==== INPUT DATA ====

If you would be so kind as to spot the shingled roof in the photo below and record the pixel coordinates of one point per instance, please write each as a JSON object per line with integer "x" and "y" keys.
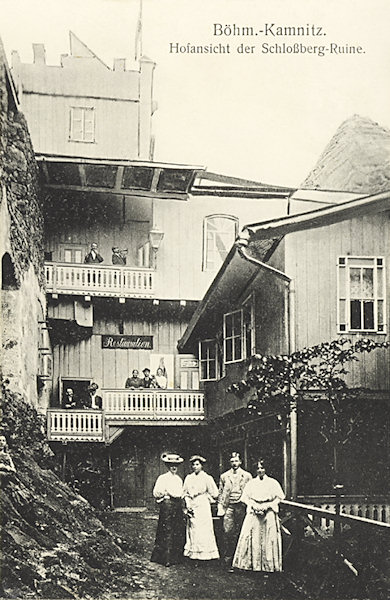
{"x": 357, "y": 159}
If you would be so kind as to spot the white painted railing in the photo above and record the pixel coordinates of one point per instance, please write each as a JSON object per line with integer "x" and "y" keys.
{"x": 374, "y": 508}
{"x": 153, "y": 405}
{"x": 75, "y": 425}
{"x": 97, "y": 280}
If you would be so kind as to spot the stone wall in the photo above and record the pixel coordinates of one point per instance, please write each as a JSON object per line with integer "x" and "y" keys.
{"x": 21, "y": 247}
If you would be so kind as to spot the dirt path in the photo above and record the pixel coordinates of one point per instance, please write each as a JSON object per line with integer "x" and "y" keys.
{"x": 186, "y": 581}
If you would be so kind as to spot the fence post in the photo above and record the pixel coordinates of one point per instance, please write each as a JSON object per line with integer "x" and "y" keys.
{"x": 337, "y": 524}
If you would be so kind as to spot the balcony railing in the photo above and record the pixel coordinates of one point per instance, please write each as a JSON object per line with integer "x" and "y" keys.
{"x": 125, "y": 407}
{"x": 75, "y": 425}
{"x": 153, "y": 405}
{"x": 97, "y": 280}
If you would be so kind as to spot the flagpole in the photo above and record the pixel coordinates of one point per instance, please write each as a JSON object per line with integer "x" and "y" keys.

====

Pictures aside, reproduce the listing above exactly.

If you would be so kind as to spot the shingled roof in the photo below and record the pixel coordinates of one point per instance, please write each as a JSON object per line with integer "x" and "y" keys.
{"x": 357, "y": 159}
If you would be so kind as to spot the white painted railing in the photo above and record the pixel coordinates of one point per instance, please write each as a JSON object per line with integer "x" and "y" keys.
{"x": 374, "y": 508}
{"x": 153, "y": 405}
{"x": 75, "y": 425}
{"x": 97, "y": 280}
If you would be so kind as to spot the stone wall in the photo above and record the pixel coordinates of one point per instance, please write each as a JSON object per line with integer "x" and "y" keys.
{"x": 21, "y": 247}
If you would be so kind as to spot the dirt path in the photo above and record the pixel coordinates of one point per instance, please write each as a JSON object per line with integer "x" and "y" keys.
{"x": 186, "y": 581}
If you would be so kind as to spot the fence post in the photo above and record the pixel coordinates of one point per instance, please write each as a JSON object per line with integer "x" and "y" keys.
{"x": 337, "y": 524}
If you would be so kind as to spot the balcony railing in the photo above and record the pixel coordinates of one point per instance, please write each as a JSON object per line with integer "x" and "y" keys.
{"x": 125, "y": 407}
{"x": 75, "y": 425}
{"x": 153, "y": 405}
{"x": 97, "y": 280}
If you would be so kind as to spot the flagpole in the photo above and record the pixel coordinates of one point per instance, please write each as a JSON object per line with integer "x" and "y" keys.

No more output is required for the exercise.